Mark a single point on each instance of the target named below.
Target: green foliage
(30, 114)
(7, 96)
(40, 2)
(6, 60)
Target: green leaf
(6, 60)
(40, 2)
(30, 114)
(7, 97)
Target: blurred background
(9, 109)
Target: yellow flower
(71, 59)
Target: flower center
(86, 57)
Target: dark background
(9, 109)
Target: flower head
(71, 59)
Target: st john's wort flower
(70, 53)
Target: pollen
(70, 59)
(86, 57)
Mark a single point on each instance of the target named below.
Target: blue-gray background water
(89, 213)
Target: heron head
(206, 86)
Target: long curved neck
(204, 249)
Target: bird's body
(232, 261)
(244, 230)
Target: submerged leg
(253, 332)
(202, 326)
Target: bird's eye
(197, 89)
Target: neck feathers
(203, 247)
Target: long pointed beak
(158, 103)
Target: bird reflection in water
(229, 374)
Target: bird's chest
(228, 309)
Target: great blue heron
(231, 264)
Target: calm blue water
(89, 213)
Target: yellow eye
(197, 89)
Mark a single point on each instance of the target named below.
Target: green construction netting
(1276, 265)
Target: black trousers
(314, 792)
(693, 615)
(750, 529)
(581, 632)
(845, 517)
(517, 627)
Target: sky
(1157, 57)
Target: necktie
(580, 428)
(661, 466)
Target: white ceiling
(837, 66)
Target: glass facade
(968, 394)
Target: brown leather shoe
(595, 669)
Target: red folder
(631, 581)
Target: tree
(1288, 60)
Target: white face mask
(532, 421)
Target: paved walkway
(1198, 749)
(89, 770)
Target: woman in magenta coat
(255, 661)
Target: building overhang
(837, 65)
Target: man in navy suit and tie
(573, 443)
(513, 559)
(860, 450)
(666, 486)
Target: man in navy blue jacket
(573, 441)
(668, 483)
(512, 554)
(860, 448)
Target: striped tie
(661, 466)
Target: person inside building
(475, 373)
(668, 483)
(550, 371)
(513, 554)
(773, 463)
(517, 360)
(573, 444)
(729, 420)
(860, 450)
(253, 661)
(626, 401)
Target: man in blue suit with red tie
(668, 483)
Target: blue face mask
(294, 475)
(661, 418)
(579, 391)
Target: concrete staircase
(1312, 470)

■ OBJECTIF ÉNONCÉ
Mets à jour ces lignes en remplaçant « calm blue water » par « still blue water » dans tous les enregistrements, sans rien modifier d'autre.

■ EXERCICE CORRIGÉ
Mark a single point on each instance of the target named below.
Target: green foliage
(30, 114)
(7, 96)
(40, 2)
(6, 60)
Target: green leaf
(6, 60)
(40, 2)
(30, 114)
(7, 97)
Target: blurred background
(9, 109)
Target: yellow flower
(71, 59)
Target: flower center
(86, 57)
Target: dark background
(9, 109)
Target: flower head
(71, 59)
Target: st john's wort flower
(70, 53)
Target: pollen
(70, 59)
(86, 57)
Mark a single point on each instance of the target named below.
Target: blue-gray background water
(89, 213)
Target: heron head
(206, 86)
Target: long curved neck
(204, 249)
Target: bird's body
(232, 261)
(244, 230)
Target: submerged leg
(253, 332)
(202, 326)
Target: bird's eye
(197, 89)
Target: neck feathers
(203, 247)
Target: long pointed beak
(158, 103)
Target: bird reflection in water
(229, 374)
Target: bird's chest
(228, 309)
Target: great blue heron
(231, 264)
Target: still blue water
(89, 213)
Target: yellow eye
(197, 89)
Mark a single point on each instance of the target named below.
Target: green construction netting
(1276, 265)
Target: black trousers
(314, 792)
(693, 615)
(750, 529)
(581, 632)
(845, 517)
(517, 627)
Target: sky
(1157, 57)
Target: necktie
(580, 428)
(661, 466)
Target: white ceiling
(837, 66)
Target: glass facade
(968, 394)
Target: brown leather shoe
(595, 669)
Target: red folder
(631, 581)
Target: tree
(1288, 60)
Target: white face mask
(532, 421)
Target: paved walkway
(1198, 749)
(89, 770)
Target: woman in magenta coat
(255, 661)
Target: building overhang
(837, 65)
Target: man in navy suit and tie
(573, 443)
(513, 559)
(860, 450)
(666, 486)
Target: man in navy blue jacket
(573, 441)
(668, 483)
(512, 554)
(860, 448)
Target: striped tie
(661, 466)
Target: person inside building
(475, 373)
(668, 483)
(550, 371)
(513, 554)
(773, 463)
(517, 360)
(573, 444)
(729, 420)
(860, 450)
(253, 661)
(626, 401)
Target: man in blue suit with red tie
(668, 483)
Target: blue face mask
(294, 475)
(661, 418)
(579, 391)
Target: concrete staircase
(1312, 470)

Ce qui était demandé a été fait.